> **DATA FOR THIS TASK**:
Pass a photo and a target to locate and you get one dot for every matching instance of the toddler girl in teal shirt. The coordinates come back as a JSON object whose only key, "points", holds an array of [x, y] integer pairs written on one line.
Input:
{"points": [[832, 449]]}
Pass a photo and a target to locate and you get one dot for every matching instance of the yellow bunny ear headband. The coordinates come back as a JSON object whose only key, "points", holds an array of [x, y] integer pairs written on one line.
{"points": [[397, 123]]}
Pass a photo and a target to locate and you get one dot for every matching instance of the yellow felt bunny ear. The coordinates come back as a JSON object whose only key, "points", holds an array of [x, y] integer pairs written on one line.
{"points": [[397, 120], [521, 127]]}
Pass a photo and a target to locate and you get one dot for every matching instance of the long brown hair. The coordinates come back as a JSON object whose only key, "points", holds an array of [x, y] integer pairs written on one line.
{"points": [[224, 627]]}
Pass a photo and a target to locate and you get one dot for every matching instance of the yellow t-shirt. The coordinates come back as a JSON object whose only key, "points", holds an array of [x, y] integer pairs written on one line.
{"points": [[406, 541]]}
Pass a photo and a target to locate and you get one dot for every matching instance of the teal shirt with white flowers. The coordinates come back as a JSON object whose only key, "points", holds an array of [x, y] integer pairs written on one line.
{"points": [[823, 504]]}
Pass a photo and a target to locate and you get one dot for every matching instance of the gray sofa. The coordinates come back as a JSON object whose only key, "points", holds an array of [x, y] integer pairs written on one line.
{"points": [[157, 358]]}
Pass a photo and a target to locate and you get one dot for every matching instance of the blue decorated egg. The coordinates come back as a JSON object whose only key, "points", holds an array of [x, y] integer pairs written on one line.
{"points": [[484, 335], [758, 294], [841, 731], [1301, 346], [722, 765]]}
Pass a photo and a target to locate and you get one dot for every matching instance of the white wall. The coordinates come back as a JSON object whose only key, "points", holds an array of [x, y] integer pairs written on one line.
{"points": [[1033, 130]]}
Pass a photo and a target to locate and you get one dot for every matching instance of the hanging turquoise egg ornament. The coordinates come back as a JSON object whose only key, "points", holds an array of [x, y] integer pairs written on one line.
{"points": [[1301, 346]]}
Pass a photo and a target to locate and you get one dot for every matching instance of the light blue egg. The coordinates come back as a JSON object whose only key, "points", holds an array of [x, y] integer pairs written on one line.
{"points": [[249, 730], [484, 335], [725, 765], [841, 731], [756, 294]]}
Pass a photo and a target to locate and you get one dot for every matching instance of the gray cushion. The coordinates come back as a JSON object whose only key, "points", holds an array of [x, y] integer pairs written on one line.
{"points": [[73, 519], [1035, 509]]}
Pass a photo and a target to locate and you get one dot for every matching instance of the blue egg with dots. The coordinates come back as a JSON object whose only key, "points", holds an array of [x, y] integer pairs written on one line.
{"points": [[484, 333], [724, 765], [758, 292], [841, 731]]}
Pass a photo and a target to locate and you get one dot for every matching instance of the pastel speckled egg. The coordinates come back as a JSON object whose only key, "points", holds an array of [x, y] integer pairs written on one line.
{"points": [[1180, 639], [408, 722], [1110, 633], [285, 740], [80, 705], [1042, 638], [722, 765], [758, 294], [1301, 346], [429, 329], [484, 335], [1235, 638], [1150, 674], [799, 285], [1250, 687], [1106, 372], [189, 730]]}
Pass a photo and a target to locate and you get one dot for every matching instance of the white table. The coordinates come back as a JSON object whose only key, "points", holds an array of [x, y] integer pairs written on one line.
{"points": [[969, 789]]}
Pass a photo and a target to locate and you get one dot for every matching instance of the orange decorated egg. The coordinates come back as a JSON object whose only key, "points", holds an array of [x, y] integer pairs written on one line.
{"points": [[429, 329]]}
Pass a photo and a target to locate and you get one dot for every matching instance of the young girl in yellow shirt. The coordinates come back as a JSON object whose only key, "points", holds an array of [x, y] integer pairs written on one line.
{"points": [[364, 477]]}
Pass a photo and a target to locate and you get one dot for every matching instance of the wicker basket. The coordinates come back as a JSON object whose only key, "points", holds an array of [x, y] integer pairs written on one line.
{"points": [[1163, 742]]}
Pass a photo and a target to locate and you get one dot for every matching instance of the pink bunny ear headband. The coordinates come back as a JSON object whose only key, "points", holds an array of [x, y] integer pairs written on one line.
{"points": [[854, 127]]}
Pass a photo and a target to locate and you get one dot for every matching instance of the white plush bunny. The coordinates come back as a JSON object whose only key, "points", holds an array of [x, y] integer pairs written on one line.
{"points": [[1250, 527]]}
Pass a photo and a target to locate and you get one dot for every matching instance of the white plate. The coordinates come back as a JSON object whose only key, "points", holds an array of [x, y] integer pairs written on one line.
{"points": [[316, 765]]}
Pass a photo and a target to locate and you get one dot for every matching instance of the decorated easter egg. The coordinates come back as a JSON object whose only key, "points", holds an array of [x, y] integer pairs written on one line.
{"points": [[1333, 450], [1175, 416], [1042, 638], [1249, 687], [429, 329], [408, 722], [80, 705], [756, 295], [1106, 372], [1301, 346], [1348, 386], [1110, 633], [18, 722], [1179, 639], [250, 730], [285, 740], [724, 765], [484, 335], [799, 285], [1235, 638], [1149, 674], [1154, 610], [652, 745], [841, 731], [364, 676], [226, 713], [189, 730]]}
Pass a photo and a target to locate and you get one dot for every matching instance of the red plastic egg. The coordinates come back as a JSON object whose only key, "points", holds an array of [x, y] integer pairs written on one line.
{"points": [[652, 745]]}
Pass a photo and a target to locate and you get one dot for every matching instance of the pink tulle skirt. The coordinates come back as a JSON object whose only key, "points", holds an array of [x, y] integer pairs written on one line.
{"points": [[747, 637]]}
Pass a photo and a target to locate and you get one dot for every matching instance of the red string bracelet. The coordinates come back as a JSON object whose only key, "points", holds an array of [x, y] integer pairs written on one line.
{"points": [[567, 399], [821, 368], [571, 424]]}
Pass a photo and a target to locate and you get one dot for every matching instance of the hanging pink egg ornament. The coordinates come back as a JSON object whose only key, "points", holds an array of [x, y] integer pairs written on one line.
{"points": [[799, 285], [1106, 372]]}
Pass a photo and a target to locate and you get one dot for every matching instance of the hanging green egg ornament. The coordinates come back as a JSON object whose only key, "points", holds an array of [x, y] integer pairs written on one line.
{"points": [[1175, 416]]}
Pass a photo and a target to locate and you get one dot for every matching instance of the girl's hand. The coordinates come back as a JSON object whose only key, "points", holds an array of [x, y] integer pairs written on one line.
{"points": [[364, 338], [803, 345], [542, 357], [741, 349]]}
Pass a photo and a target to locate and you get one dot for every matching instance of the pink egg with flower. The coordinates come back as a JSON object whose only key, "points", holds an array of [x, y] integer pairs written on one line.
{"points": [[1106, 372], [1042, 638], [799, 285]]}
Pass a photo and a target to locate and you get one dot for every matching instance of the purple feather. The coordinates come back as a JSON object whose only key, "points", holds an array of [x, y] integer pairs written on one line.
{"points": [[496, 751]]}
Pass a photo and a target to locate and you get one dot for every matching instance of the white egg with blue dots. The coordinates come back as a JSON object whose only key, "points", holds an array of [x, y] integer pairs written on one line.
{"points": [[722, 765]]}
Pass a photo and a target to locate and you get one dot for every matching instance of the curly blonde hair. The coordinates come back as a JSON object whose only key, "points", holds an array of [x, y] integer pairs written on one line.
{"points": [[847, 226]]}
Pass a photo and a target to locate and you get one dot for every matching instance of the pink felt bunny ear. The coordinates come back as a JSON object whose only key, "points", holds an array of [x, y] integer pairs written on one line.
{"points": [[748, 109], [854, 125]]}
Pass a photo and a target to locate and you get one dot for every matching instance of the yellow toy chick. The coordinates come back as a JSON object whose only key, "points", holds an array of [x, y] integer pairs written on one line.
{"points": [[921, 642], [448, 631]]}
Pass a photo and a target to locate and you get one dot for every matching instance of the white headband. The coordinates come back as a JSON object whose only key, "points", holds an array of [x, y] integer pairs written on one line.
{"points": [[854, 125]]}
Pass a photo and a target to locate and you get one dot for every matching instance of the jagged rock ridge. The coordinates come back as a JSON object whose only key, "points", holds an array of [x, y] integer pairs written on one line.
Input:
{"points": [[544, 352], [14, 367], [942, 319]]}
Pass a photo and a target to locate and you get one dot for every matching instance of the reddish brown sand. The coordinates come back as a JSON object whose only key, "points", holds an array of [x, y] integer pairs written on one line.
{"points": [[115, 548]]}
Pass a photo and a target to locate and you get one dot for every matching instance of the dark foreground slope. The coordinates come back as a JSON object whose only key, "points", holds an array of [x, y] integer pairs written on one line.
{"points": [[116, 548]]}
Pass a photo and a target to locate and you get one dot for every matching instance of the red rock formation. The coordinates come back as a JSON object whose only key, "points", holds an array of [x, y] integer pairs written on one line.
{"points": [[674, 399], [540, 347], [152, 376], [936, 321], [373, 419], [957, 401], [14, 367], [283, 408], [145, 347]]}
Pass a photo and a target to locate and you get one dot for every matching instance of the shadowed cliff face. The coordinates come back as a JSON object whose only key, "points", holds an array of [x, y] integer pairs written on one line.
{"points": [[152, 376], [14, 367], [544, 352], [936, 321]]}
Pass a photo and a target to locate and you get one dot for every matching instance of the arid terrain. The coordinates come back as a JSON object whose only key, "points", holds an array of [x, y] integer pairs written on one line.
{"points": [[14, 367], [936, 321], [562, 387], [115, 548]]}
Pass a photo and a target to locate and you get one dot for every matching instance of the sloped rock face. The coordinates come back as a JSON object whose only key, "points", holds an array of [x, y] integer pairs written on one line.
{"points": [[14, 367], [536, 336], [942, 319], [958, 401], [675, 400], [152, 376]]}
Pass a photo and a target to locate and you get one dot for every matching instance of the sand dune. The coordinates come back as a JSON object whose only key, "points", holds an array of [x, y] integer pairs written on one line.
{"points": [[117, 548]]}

> **EXERCISE DIRECTIONS**:
Starting with the line that contains "of the shadowed", restate every line up to and including the last one above, exactly.

> **ANSWER SECTION**:
Pass a photo and a target to locate and you get one dot for every matching instance of the shadowed cliff face. The coordinates come back as a JSON object whose only key, "points", holds an array of [x, y] integer pairs written on one line.
{"points": [[152, 376], [14, 367], [544, 352], [936, 321]]}
Pass a photo and a target to locate and you get one dot for every matching instance of the arid terrain. The coordinates come back as a JSON object whose only key, "points", holds an array of [x, y] integer pairs written on one line.
{"points": [[14, 367], [936, 321], [562, 387], [115, 548]]}
Pass a photo and a target to locate and you get one dot for every matching instance of the sloped rock face. The coordinates come back as a JSON object whose only key, "points", holds an array of [x, y] integer pairs written on one line.
{"points": [[14, 367], [536, 336], [942, 319], [958, 401], [675, 400], [152, 376]]}
Pass a photo and a target to locate and you get one dot for every matching instance of the sand dune. The coordinates come back as a JSON object whose only key, "points", holds an array of [x, y] integer pairs written on one line.
{"points": [[117, 548]]}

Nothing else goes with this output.